Solar panels are getting cheaper all the time. But, for people on a tight budget, they can still seem pretty expensive. That goes double if you’re in a rental and can’t wait ten years for your solar investment to pay off. In this post, we’ll look at some strategies you can use if you want to experiment with solar on little or no money.
Firstly, don’t be afraid to hunt for bargains. eBay is full of vendors selling cheap panels, either because of cosmetic flaws or because the firm that produced them went bust. Surplus stores like Electronics Goldmine often have small ‘solar scraps’ for sale, and sometimes larger ones. Don’t let the fact that they’re the products of ‘minor league’ firms put you off if the price is right.
What’s that? You don’t want to pay anything at all? Difficult, but not impossible. We’ll start with the obvious advice: keep your eyes peeled! Like windows and doors, panels are too big to make obvious candidates for a yard sale. If a new owner doesn’t want them, they may end up tossed in the dumpster. (If you’re planning an evening’s dumpster diving, remember to bring heavy gloves and eye protection.)

== Prompt 1 ==
List the places the text on cheap solar panels suggests looking for low-cost or free panels.
== Prompt 2 ==
Pick up the text on cheap solar panels after its final sentence and carry it on.
None of the tasks needs the lines after this note.

== Provided information ==
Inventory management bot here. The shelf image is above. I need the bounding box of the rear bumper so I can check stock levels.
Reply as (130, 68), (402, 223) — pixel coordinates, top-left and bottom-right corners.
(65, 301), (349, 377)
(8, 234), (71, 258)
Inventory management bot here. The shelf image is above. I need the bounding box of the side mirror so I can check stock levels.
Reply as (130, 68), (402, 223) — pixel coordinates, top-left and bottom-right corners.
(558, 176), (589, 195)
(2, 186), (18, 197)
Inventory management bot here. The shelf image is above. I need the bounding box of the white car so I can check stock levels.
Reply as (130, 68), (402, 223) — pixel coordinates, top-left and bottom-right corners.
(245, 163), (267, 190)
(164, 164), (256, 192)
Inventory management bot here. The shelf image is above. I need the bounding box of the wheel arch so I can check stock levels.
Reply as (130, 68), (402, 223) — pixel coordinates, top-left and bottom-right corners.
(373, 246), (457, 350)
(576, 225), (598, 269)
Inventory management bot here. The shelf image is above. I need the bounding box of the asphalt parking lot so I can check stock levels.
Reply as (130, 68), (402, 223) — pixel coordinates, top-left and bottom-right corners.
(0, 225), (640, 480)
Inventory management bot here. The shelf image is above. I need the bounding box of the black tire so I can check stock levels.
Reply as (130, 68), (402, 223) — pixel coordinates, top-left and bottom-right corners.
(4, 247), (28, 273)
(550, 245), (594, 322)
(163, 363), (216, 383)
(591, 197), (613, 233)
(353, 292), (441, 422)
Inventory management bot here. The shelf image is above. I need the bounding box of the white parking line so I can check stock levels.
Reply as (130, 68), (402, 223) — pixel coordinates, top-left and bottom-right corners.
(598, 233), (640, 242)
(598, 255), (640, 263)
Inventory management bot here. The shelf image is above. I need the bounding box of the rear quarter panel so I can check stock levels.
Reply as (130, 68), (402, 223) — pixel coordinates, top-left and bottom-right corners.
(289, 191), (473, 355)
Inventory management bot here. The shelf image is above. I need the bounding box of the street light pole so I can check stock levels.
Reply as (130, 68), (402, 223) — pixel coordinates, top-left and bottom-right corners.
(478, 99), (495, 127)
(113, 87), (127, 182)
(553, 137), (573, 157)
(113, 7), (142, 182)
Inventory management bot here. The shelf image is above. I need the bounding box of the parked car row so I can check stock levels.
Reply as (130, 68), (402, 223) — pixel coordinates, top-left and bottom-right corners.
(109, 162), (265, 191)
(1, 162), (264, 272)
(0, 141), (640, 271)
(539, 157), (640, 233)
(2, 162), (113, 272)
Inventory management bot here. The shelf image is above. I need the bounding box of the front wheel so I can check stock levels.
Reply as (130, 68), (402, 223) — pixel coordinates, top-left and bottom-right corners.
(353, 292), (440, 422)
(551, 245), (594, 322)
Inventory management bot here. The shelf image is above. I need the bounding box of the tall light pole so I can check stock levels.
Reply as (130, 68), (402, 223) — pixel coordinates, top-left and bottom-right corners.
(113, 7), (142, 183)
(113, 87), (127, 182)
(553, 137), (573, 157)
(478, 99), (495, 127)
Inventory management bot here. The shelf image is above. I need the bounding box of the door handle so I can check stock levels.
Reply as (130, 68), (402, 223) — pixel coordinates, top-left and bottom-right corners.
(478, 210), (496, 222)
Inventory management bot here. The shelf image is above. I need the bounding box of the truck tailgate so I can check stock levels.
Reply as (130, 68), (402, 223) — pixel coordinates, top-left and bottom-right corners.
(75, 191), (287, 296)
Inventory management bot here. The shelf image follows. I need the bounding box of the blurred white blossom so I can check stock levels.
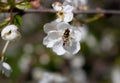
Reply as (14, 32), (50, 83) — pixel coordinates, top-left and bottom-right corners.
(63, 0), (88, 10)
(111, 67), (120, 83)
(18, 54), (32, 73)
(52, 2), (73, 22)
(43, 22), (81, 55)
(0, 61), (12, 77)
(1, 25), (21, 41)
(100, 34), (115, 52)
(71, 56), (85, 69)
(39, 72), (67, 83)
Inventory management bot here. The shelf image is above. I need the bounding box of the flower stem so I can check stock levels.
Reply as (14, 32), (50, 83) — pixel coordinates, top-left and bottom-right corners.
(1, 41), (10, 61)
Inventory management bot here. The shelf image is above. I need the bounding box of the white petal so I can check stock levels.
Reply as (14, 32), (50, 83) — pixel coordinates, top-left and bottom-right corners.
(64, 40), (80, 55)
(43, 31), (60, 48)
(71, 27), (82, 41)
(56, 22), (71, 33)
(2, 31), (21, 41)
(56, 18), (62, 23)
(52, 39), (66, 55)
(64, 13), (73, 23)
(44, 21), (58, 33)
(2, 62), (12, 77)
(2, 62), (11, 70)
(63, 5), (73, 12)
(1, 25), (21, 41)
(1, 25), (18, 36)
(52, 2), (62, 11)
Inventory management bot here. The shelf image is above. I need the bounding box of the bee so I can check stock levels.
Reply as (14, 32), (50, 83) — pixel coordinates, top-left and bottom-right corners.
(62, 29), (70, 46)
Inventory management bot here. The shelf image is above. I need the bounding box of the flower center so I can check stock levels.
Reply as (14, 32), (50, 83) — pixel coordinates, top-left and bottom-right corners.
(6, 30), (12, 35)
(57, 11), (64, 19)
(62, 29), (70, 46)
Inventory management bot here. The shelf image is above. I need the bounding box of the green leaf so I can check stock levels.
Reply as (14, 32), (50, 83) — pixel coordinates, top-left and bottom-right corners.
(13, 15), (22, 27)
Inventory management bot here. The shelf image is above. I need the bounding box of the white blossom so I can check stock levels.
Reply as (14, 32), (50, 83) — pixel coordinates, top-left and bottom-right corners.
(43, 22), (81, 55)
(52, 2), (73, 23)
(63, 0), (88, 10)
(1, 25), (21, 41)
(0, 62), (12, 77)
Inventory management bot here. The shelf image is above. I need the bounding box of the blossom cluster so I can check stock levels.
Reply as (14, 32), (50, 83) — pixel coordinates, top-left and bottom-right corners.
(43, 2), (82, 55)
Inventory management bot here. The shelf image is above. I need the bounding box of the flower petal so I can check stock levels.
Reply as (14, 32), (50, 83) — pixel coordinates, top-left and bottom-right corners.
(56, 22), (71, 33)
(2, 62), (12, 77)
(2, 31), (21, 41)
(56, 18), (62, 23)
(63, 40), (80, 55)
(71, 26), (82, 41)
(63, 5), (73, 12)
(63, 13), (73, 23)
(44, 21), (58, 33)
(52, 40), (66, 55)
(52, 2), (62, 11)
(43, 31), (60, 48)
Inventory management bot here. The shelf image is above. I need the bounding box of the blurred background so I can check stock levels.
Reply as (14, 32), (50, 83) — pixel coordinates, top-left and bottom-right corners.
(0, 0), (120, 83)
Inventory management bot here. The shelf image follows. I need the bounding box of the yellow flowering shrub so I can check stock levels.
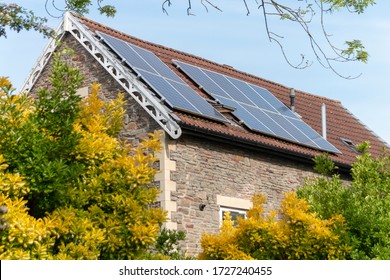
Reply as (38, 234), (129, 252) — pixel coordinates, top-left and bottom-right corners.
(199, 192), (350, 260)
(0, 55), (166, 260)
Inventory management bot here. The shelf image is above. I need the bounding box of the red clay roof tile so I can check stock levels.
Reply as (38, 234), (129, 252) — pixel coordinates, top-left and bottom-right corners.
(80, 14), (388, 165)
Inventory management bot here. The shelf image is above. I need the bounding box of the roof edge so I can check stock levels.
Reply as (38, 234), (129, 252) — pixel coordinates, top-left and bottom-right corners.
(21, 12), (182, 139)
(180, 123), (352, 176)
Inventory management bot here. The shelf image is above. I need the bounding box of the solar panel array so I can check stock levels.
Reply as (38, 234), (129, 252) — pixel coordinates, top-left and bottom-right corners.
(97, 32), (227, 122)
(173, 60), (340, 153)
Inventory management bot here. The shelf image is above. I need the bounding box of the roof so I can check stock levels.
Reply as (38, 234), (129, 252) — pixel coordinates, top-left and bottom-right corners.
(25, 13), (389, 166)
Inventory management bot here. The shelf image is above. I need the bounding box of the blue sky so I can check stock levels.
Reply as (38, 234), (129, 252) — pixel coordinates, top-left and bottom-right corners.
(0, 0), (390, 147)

== Written answer 1 ==
eBay, surplus stores such as Electronics Goldmine, and dumpsters

== Written answer 2 ==
Neighbours too canny? Head out of town. Go to the electronics store, or the garden centre — anywhere that stocks panels, in fact. Solar panels are heavy and brittle, and they aren’t a trucker’s favorite load. It’s pretty common for a few panels to get broken in a big shipment.
Now, the term ‘broken’ can mean different things to different people. For instance, if the glass protection in front of the cells is cracked, the store clerk may see the panel as unsaleable. An ordinary Joe with a garage, a screwdriver and a replacement glass may take quite a different view.
But maybe the panel really is broken, with cracks in the backing sheet that holds the cells? Not always a problem. Remember, every panel is made up of multiple cells. All you have to do is cut away the damaged ones, wire up the good cells to the panel outputs, and you’ve got a smaller, working panel. If you get really good at wiring, you might go the whole hog and start building your own solar panels out of what you salvage.
By the way, if you’re into salvage, focus on the good stuff. You’ll likely have more fun with high-end monocrystalline cells than junked last-generation thin film.